▸ **Directions for this task**:
Please extract each row below that contains the string "bookshelf", copying every such row in full. Case counts.

▸ **Entries supplied**:
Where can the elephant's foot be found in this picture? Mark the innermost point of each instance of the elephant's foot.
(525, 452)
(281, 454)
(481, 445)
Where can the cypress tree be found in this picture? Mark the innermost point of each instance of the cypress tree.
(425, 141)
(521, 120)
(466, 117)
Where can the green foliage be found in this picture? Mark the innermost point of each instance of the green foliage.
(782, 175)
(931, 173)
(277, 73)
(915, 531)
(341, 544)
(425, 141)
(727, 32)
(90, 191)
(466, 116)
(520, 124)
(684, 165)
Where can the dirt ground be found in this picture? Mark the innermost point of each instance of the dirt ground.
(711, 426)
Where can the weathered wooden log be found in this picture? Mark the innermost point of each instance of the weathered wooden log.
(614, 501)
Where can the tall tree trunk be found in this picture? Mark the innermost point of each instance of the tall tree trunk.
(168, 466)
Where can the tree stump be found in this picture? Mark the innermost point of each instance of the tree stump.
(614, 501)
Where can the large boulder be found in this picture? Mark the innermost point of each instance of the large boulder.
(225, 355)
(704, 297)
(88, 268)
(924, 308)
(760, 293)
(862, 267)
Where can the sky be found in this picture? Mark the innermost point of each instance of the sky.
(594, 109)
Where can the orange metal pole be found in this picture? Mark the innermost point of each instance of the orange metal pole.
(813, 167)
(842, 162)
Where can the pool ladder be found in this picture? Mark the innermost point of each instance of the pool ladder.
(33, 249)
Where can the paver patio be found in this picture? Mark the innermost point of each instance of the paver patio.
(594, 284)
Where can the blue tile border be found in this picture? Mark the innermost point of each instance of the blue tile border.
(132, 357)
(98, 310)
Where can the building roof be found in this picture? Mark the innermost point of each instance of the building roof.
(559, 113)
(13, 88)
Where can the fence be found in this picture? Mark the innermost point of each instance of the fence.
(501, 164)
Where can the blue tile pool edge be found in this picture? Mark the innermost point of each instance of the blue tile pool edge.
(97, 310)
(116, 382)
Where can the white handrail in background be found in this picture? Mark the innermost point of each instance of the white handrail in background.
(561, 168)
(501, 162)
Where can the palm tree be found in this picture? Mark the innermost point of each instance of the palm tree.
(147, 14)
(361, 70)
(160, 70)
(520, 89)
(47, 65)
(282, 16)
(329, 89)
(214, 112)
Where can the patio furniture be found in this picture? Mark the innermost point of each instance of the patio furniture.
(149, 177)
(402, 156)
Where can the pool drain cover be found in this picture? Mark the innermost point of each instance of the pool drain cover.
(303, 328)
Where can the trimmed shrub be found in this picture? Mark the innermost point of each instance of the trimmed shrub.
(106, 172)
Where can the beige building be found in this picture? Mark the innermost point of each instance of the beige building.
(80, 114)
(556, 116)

...

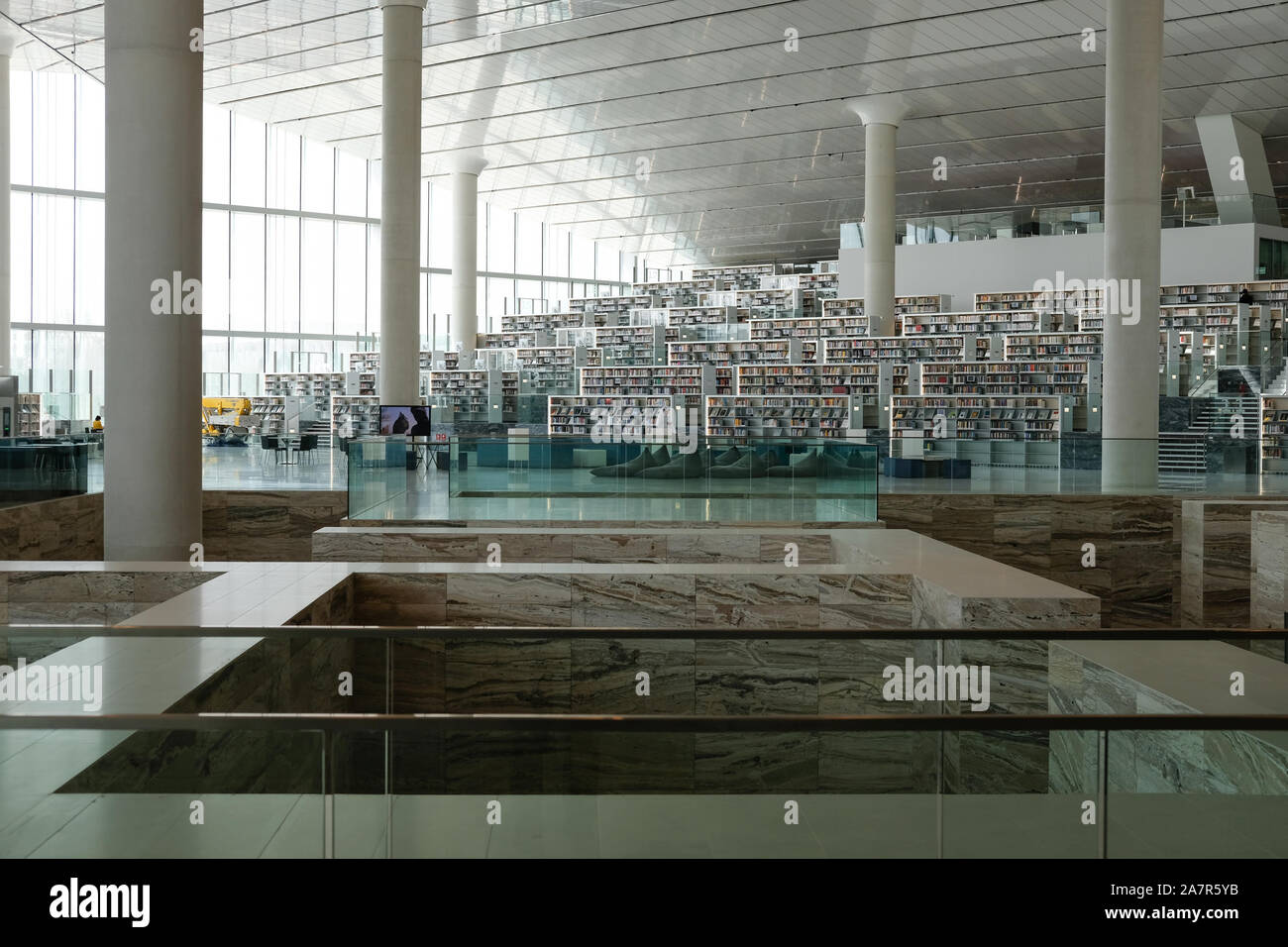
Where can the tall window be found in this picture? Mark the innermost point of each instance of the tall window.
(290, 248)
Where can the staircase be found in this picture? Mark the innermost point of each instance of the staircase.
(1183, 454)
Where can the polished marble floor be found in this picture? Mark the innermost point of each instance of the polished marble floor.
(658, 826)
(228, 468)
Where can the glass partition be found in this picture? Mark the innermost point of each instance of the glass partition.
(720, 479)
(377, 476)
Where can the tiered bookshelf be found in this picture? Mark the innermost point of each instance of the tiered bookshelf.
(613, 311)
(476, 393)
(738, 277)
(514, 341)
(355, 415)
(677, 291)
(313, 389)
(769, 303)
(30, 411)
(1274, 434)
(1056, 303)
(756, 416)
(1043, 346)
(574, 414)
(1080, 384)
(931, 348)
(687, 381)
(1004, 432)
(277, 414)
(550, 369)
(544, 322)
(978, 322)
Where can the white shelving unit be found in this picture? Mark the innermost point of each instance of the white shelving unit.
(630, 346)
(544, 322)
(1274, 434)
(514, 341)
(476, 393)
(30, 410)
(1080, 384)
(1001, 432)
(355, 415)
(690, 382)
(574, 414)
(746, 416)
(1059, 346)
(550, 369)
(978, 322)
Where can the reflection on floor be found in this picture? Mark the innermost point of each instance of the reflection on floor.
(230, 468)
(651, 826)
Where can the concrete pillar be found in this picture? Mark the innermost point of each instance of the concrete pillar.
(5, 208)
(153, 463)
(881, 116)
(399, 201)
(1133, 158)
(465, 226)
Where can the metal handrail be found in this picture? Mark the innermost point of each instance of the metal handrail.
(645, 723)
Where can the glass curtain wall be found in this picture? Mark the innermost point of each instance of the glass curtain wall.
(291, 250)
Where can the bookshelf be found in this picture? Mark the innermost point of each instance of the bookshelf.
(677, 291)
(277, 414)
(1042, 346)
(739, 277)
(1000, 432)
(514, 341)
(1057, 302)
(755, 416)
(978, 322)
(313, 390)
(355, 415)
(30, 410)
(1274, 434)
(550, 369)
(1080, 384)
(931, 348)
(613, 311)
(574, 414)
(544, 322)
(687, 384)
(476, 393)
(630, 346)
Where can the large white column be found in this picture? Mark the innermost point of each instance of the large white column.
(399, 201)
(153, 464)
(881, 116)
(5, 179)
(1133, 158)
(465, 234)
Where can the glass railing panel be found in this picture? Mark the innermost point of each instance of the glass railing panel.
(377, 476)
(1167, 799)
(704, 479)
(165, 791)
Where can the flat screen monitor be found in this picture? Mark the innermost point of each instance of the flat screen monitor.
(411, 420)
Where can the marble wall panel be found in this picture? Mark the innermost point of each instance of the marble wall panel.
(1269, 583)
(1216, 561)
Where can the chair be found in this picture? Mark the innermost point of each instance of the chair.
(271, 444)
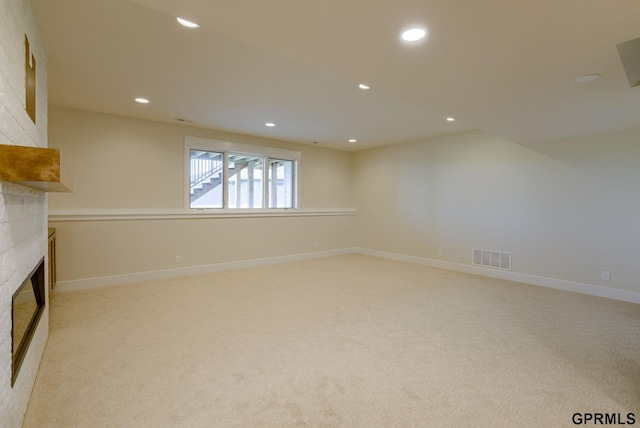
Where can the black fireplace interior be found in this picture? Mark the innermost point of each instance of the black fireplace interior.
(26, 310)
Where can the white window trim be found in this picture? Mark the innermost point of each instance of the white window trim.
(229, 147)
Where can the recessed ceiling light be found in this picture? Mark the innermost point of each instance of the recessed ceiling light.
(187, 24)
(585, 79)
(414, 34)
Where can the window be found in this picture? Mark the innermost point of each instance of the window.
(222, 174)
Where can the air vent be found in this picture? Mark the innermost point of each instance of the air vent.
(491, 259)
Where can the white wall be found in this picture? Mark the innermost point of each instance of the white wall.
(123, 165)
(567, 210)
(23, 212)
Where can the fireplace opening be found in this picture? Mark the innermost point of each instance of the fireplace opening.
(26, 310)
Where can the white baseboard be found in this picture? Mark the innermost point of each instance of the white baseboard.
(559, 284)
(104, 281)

▸ **Task result**:
Where can the tiered bookshelf be found in this picture? Mark the innermost point of each instance of the tiered bookshelf.
Where can the bookshelf be found in this picture? Mark the innermost point of each instance of the bookshelf.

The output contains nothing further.